_Exercise instructions_
[1] Which forum names head the posts in the chicken fried lobster thread?
[2] Can you supply the next part of the chicken fried lobster thread, picking up right after its final heading?

_Excerpt_

# Chicken fried lobster?



## smoke king (Oct 14, 2008)

Mrs and myself recently dined at Binions ranch in LV where she had "Chicken fried Lobster" Personally, I don't care for Lobster, but as one diner described it, it was "Heaven on a plate"

The concept seems simple enough to me, but lobster is kind of pricey to be experimenting with, IMO.

Any thoughts by some of you more seasoned chefs as to how you would approach this dish? I'd love to surprise her with it some evening. 

And as always, Thanks for any help/advice you can offer-


----------



## Some Like it Hot (Oct 14, 2008)

Chicken fried lobster????  That quite possibly would be something on my MUST TRY list.


----------



## Andy M. (Oct 14, 2008)

It probably would work best with the tails.  Treat the tails like pieces of chicken.  Coat in seasoned flour and deep or pan fry.


----------



## jennyema (Oct 14, 2008)

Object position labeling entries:
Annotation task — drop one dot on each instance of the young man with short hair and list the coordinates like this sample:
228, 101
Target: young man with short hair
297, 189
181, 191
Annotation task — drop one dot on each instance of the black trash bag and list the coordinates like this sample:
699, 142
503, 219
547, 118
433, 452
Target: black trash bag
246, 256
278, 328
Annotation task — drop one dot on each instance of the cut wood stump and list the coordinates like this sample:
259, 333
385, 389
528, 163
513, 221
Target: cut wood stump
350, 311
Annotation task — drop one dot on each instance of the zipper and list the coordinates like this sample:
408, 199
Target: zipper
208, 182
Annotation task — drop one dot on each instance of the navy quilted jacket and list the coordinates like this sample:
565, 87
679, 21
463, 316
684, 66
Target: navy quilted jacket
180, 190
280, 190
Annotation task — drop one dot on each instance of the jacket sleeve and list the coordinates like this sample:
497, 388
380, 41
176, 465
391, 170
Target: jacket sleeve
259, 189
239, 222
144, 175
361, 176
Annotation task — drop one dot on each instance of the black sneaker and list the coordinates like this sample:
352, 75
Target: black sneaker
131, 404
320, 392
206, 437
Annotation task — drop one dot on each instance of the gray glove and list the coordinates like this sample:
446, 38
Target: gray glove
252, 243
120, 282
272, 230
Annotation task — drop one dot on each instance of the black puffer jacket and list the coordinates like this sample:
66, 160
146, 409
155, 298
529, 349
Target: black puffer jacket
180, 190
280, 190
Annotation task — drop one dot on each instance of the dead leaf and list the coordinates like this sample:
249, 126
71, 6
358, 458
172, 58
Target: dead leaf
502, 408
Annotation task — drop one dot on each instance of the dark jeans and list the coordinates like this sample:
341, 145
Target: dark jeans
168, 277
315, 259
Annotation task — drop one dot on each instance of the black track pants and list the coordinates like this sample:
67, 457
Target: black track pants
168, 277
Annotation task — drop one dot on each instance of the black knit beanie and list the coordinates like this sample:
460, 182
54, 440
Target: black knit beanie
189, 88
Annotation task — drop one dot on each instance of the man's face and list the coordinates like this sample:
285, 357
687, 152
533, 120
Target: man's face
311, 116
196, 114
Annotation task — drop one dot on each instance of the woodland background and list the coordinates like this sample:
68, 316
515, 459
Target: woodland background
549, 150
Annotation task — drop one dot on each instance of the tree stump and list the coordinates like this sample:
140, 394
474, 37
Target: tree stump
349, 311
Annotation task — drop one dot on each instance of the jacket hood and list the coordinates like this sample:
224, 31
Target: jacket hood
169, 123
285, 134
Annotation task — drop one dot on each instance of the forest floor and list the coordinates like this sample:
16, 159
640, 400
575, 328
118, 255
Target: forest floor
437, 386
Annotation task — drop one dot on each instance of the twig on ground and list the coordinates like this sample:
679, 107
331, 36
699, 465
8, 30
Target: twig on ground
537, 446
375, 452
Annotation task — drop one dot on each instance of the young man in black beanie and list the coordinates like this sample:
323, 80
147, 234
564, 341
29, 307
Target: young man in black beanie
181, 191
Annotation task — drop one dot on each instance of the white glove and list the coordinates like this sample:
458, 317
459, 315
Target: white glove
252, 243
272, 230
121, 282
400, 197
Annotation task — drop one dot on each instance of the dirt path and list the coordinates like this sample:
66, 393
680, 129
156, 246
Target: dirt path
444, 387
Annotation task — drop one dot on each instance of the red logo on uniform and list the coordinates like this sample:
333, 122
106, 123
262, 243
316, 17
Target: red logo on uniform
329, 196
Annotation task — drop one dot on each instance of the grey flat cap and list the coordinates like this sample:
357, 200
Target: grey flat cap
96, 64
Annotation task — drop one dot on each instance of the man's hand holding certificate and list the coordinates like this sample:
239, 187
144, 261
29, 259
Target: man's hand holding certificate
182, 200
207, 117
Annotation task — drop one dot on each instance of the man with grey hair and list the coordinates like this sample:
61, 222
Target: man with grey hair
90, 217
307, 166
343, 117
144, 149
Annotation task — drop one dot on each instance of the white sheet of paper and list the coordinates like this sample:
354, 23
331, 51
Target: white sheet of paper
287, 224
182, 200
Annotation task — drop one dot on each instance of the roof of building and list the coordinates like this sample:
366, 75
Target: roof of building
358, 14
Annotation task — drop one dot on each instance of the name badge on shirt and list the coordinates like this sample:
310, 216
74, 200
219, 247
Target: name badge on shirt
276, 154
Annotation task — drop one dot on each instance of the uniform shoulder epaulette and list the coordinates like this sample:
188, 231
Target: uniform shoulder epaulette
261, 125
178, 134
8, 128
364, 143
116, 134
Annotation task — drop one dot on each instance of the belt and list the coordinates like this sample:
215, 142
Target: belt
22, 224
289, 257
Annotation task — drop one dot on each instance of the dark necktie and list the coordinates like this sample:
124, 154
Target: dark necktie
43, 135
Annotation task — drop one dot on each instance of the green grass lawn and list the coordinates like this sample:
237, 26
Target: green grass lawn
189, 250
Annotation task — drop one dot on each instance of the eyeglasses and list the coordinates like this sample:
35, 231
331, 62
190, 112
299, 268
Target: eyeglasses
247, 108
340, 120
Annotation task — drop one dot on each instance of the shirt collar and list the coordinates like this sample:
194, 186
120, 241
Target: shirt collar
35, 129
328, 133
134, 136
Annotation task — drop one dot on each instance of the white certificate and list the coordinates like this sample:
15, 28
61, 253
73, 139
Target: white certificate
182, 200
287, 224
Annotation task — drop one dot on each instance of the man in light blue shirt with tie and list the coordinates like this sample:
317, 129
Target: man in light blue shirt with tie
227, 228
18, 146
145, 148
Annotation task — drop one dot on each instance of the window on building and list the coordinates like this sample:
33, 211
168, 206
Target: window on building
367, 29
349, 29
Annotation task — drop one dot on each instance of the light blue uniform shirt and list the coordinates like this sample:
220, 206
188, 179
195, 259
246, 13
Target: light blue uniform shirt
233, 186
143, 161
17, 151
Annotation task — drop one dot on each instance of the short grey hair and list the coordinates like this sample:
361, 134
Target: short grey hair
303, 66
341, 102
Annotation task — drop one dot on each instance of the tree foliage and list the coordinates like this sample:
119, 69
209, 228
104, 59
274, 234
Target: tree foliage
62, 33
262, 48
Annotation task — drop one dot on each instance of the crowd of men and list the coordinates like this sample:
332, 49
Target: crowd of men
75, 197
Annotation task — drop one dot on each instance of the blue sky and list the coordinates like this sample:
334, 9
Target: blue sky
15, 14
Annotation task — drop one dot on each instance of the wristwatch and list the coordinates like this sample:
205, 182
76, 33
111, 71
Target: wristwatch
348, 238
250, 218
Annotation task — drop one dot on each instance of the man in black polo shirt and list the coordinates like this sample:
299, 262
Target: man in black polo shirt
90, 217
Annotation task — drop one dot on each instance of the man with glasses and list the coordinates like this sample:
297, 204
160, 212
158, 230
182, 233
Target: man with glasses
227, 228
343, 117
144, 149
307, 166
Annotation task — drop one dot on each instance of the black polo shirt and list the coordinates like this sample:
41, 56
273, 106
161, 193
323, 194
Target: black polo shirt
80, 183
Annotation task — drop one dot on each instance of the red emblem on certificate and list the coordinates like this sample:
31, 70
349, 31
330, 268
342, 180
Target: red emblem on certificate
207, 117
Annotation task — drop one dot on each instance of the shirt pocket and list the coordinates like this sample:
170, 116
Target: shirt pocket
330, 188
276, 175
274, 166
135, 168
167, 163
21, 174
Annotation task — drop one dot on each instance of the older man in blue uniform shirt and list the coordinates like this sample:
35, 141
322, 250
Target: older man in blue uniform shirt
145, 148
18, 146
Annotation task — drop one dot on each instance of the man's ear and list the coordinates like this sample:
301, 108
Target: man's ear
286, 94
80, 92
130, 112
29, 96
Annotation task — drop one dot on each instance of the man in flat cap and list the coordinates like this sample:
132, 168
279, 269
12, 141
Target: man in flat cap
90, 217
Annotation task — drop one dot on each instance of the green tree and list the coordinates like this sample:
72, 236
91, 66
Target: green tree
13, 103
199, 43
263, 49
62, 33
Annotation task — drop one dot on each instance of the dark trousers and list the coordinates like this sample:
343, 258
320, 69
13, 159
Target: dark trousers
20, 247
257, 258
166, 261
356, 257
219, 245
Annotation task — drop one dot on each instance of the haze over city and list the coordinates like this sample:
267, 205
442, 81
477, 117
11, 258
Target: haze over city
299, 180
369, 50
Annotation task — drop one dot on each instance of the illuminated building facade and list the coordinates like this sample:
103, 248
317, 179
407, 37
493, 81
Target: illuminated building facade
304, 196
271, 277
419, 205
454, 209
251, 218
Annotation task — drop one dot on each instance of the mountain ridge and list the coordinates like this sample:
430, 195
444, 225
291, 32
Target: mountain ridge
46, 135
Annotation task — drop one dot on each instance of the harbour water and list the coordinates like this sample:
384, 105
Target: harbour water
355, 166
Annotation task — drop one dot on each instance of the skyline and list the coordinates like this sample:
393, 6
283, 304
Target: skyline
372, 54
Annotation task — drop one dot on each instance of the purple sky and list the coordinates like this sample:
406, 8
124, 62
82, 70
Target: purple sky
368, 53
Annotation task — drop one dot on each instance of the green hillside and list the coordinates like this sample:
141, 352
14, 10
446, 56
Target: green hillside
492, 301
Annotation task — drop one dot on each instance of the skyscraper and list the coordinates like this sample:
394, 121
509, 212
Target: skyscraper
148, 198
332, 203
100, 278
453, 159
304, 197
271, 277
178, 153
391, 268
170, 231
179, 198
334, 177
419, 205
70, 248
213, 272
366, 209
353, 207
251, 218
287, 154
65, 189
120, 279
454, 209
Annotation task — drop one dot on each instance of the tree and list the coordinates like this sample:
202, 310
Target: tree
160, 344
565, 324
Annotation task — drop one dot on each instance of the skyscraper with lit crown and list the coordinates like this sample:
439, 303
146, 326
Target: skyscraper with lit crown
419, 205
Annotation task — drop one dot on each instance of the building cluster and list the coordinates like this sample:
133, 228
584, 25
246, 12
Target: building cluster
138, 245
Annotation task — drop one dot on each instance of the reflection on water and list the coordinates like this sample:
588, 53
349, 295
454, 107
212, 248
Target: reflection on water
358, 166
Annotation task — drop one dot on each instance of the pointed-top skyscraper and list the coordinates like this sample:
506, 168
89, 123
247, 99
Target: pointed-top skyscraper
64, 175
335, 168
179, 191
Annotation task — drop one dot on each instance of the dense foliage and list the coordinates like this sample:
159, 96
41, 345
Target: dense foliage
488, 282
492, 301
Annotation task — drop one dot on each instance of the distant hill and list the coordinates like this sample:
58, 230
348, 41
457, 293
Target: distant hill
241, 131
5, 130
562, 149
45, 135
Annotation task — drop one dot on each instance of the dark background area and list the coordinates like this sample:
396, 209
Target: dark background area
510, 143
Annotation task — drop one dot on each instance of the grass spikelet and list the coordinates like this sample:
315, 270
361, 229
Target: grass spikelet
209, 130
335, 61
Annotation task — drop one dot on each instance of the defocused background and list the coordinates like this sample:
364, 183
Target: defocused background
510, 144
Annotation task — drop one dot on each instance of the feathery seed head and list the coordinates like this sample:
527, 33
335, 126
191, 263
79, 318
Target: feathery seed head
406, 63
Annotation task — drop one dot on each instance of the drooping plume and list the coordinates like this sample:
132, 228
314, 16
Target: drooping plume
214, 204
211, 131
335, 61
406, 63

_Final results_
[1]
- smoke king
- Some Like it Hot
- Andy M.
- jennyema

[2]
I can't imagine doing that to a poor lobster.


----------



## BreezyCooking (Oct 14, 2008)

As a loyal true blue "boiled with melted lemon butter on the side" or "boiled & chilled with tarragon/garlic mayo on the side" girl, chicken-fried lobster sounds like blasphemy to me!  LOL!!!


----------



## smoke king (Oct 14, 2008)

Personally, I think Lobster in general is best used as chum-but thats just me. A huge seafaring insect-period.

Judging from the folks raving about it, it must have been good. It appeared to have been pounded flat (I assume the shell was removed) then battered, floured (or vice-versa) and then pan fried.

Doesnt' seem to be any inet info on its preparation, but evidently its one of their most popular dishes!!


----------



## love2"Q" (Oct 14, 2008)

sounds interesting ..


----------



## Toots (Oct 14, 2008)

Oh my - this sounds AWESOME.  My DH doenst like lobster either but he took me for a wonderful 4 course lobster feast on my 40th birthday (on St Martin, no less).


----------



## smoke king (Oct 15, 2008)

Toots said:


> Oh my - this sounds AWESOME.  My DH doenst like lobster either but he took me for a wonderful 4 course lobster feast on my 40th birthday (on St Martin, no less).



A package of cheez-its would taste good on St Martin....


----------



## Mama (Oct 15, 2008)

It sounds wonderful to me!


----------



## Kuijt (Oct 15, 2008)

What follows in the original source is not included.